| Written instruction a |
Count the lines in the listing below that contain the word "vegetation". Reply with the number alone.

Neve Tzedek, “Red City” Tel Aviv (Photo: Liran Sokolovski Finzi, Getty Images).
A Photographic Interrogation of the City’s Curated Image
To pierce the Tel Aviv bubble. The excitement, levity and coolness — the attitude and aesthetic that is cultivated and conveyed throughout the city — abounds in Neve Tzedek. It is one of several southern neighborhoods that, utilizing practice-based methods, I interrogate for the ways in which cultural hegemony is reproduced and weaponized in the arts-led gentrification of the city; one arm of the Zionist settler colonial hydra that continually displaces, erases, and reinscribes Palestinian space.
Figure 3.9. Satellite imagery of the “Red City” (Neve Tzedek) amongst the White City. The imagery is blurred because of the US Congress’s 1997 National Defense Authorization Act. One section is titled, “Prohibition on collection and release of detailed satellite imagery relating to Israel.” This is known as the Kyl-Bingaman Amendment, whereby NOAA’s Commercial Remote Sensing Regulatory Affairs must control the dissemination of zoomed-in images of Israel, which prohibits US satellite imagery companies (like Google) from selling pictures that are “more detailed or precise than satellite imagery of Israel that is available from commercial sources” (Dance, 2019). The European Space Agency (ESA) has even poorer resolution of these sites.

| Written instruction b |
List every action that the Tel Aviv text above says the Zionist settler colonial hydra continually performs on Palestinian space.

| Records for the exercise |
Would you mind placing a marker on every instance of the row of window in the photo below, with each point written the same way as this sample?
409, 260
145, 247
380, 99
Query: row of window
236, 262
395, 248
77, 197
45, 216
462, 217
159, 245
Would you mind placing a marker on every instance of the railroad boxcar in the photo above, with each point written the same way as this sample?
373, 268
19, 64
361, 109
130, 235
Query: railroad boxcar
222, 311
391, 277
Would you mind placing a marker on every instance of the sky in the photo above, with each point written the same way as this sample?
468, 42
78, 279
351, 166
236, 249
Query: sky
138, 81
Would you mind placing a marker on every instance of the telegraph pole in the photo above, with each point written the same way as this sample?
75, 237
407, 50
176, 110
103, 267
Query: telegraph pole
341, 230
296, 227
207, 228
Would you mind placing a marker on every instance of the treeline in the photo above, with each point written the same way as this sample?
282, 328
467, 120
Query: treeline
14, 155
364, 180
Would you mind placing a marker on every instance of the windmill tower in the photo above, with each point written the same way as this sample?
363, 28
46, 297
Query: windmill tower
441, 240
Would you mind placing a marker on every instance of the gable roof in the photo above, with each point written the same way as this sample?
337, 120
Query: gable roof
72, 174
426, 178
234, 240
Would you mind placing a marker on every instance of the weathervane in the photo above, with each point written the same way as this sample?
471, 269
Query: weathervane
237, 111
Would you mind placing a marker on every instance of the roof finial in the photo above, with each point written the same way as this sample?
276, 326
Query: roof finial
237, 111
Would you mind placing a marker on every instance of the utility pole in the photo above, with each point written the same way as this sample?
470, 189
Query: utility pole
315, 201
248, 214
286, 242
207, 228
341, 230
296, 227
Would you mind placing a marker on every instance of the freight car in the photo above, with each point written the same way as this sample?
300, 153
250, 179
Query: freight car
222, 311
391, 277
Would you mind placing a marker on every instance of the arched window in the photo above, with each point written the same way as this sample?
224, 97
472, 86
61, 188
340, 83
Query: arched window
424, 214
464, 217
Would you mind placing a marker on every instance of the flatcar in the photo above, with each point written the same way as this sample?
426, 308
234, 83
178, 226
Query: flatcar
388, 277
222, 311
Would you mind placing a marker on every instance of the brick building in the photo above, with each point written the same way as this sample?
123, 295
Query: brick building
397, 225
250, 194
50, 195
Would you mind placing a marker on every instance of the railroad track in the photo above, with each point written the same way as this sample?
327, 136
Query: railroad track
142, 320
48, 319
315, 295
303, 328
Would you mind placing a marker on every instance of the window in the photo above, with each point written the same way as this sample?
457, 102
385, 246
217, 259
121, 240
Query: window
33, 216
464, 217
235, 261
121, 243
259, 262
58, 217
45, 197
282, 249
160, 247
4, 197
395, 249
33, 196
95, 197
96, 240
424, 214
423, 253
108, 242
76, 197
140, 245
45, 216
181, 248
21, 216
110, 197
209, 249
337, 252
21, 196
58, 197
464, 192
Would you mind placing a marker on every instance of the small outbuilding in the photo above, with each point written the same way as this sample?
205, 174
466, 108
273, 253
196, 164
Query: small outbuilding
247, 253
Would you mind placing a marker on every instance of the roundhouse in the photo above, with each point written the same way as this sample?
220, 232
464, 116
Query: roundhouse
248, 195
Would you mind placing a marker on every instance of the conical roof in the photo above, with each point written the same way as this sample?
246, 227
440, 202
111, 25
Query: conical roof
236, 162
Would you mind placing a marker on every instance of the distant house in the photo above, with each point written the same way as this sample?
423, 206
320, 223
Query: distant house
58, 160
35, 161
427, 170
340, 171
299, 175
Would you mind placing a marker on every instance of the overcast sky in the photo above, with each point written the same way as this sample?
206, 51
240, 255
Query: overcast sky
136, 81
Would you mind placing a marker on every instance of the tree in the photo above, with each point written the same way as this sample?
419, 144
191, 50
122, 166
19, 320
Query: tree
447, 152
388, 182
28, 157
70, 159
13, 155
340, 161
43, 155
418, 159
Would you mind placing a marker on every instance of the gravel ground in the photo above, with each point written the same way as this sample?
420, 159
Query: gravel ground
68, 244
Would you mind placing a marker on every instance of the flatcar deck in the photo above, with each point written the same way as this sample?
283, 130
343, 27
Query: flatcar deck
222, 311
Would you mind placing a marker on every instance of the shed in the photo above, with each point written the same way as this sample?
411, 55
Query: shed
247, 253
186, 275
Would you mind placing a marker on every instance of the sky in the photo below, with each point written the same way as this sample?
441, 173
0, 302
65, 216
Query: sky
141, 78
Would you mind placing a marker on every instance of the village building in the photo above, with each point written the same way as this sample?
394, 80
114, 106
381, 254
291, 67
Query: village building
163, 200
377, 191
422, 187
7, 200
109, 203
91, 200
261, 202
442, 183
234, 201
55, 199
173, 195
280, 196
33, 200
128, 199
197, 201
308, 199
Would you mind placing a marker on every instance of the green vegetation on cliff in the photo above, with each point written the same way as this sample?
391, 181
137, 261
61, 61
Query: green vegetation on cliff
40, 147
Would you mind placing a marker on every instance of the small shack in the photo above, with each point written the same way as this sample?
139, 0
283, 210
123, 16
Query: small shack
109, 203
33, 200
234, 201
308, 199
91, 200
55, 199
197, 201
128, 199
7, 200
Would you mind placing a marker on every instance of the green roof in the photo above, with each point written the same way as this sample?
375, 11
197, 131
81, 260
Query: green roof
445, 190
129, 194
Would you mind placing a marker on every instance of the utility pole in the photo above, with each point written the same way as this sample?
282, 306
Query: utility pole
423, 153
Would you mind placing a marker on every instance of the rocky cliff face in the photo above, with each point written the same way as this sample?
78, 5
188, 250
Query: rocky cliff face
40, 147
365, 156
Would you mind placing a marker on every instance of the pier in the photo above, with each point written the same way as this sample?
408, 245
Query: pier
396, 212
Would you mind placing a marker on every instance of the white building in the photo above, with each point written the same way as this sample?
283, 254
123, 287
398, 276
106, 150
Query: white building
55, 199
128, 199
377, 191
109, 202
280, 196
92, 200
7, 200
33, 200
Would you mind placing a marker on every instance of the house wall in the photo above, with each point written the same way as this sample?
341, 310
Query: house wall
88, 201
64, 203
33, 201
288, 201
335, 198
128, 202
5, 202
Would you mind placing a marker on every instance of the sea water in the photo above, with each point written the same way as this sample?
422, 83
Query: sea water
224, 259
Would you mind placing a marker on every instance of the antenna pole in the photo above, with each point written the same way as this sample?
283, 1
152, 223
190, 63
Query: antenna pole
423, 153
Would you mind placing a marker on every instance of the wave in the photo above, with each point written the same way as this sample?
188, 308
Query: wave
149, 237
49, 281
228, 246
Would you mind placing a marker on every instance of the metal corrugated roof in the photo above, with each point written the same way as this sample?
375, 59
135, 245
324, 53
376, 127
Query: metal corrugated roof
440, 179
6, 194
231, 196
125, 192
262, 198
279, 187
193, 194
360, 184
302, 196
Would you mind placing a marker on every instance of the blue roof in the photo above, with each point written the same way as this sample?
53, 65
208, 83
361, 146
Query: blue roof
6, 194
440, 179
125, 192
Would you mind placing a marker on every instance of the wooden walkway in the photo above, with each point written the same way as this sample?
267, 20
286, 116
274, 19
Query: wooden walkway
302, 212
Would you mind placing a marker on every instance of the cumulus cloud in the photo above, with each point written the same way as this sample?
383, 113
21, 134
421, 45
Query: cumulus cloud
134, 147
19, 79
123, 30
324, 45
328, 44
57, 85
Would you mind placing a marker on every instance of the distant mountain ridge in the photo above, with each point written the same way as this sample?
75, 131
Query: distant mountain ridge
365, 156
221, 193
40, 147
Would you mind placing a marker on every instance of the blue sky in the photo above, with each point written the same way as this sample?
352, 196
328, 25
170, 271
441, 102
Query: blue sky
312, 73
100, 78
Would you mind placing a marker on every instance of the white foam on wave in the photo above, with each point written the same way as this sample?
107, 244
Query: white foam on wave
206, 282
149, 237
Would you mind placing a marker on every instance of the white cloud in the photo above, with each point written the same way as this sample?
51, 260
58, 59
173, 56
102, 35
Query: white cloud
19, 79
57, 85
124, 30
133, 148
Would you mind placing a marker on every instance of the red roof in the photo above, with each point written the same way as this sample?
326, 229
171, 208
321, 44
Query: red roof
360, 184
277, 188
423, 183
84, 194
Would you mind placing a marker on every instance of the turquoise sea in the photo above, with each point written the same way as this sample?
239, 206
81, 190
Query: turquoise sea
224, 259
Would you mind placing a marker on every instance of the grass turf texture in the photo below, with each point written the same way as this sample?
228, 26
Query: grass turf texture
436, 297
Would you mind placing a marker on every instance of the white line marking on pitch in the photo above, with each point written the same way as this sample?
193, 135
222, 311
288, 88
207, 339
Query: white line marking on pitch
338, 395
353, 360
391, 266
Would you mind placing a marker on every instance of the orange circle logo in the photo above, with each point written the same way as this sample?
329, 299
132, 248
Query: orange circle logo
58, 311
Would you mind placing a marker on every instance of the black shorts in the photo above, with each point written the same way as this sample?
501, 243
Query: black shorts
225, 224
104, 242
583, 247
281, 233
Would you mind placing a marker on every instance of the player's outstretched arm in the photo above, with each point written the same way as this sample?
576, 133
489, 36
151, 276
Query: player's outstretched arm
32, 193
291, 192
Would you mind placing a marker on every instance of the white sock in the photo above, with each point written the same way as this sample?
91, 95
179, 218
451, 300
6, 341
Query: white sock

| Task output a |
2

| Task output b |
displaces, erases, reinscribes